Reproduce every one of the rows below word for word, changing nothing.

● **Input for this task**:
☆ ☆ ☆ ☆

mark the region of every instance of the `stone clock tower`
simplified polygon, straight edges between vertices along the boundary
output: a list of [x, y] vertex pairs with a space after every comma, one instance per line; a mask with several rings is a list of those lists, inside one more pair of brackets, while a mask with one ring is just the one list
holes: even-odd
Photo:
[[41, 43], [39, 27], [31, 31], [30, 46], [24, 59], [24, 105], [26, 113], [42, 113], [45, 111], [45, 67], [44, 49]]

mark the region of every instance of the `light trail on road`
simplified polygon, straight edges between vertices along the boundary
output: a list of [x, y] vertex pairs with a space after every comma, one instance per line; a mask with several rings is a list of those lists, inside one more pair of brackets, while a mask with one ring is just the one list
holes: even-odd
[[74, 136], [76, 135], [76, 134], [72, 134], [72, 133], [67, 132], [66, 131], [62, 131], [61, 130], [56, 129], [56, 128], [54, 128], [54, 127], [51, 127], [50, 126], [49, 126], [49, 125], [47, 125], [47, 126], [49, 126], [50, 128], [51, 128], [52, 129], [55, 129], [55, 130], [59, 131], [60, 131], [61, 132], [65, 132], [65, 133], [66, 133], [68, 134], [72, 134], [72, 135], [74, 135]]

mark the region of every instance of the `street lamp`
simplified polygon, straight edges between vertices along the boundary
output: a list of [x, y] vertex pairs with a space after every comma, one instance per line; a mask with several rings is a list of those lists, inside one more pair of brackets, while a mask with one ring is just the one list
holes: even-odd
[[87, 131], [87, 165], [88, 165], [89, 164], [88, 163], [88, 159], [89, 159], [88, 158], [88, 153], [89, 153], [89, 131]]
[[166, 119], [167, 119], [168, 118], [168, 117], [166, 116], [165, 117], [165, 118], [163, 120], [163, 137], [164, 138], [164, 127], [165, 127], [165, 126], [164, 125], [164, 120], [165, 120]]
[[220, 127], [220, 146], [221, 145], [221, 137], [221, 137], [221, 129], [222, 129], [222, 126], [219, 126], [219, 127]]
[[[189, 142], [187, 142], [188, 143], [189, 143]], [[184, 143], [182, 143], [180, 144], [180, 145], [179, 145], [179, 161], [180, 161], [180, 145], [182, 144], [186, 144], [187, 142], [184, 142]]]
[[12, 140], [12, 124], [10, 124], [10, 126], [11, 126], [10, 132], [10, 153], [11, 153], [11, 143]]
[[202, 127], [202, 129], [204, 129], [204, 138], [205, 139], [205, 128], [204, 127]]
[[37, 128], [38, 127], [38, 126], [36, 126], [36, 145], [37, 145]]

☆ ☆ ☆ ☆

● **Solution for this task**:
mark the region of every instance of the `stone clock tower`
simplified polygon, straight edges between vertices along the boundary
output: a list of [x, y] vertex pairs with a space after every comma, one instance per line; a mask with several rings is a list of those lists, inside one more pair of brackets, while a mask with one ring is just the one list
holes: even-odd
Photo:
[[41, 43], [39, 27], [31, 31], [30, 46], [24, 59], [24, 105], [26, 113], [42, 113], [45, 111], [45, 67], [44, 49]]

mark the region of every instance of the `light trail on road`
simplified polygon, straight edges between vertices along the boundary
output: a list of [x, y] vertex pairs with a space after every comma, one instance per line; a mask with several rings is a list of those lists, inside one more pair of brackets, while a mask with one ring is just the one list
holes: even-odd
[[74, 136], [76, 135], [76, 134], [72, 134], [72, 133], [67, 132], [66, 131], [62, 131], [61, 130], [56, 129], [56, 128], [54, 128], [54, 127], [51, 127], [50, 126], [49, 126], [49, 125], [47, 125], [47, 126], [49, 126], [50, 128], [51, 128], [52, 129], [55, 129], [55, 130], [59, 131], [60, 131], [61, 132], [65, 132], [65, 133], [66, 133], [68, 134], [72, 134], [72, 135], [74, 135]]

mark the region of every instance of the `street lamp`
simplified polygon, straight edges between vertices along the boundary
output: a list of [x, y] vertex pairs with a space after every comma, one instance per line; a mask with several rings is a list of those lists, inside one more pair of brackets, while a mask with one ring is just the one list
holes: even-odd
[[87, 131], [87, 165], [88, 165], [89, 164], [88, 163], [88, 159], [89, 159], [88, 158], [88, 153], [89, 153], [89, 131]]
[[166, 119], [167, 119], [168, 118], [168, 117], [166, 116], [165, 117], [165, 118], [163, 120], [163, 137], [164, 138], [164, 127], [165, 127], [165, 126], [164, 125], [164, 120], [165, 120]]
[[220, 127], [220, 146], [221, 145], [221, 137], [221, 137], [221, 129], [222, 129], [222, 126], [219, 126], [219, 127]]
[[[189, 142], [187, 142], [188, 143], [189, 143]], [[184, 143], [182, 143], [180, 144], [180, 145], [179, 145], [179, 161], [180, 161], [180, 145], [182, 144], [186, 144], [187, 142], [184, 142]]]
[[12, 140], [12, 124], [10, 124], [10, 126], [11, 126], [10, 132], [10, 153], [11, 153], [11, 143]]
[[202, 127], [202, 129], [204, 129], [204, 138], [205, 139], [205, 128], [204, 127]]
[[37, 128], [38, 127], [38, 126], [36, 126], [36, 145], [37, 145]]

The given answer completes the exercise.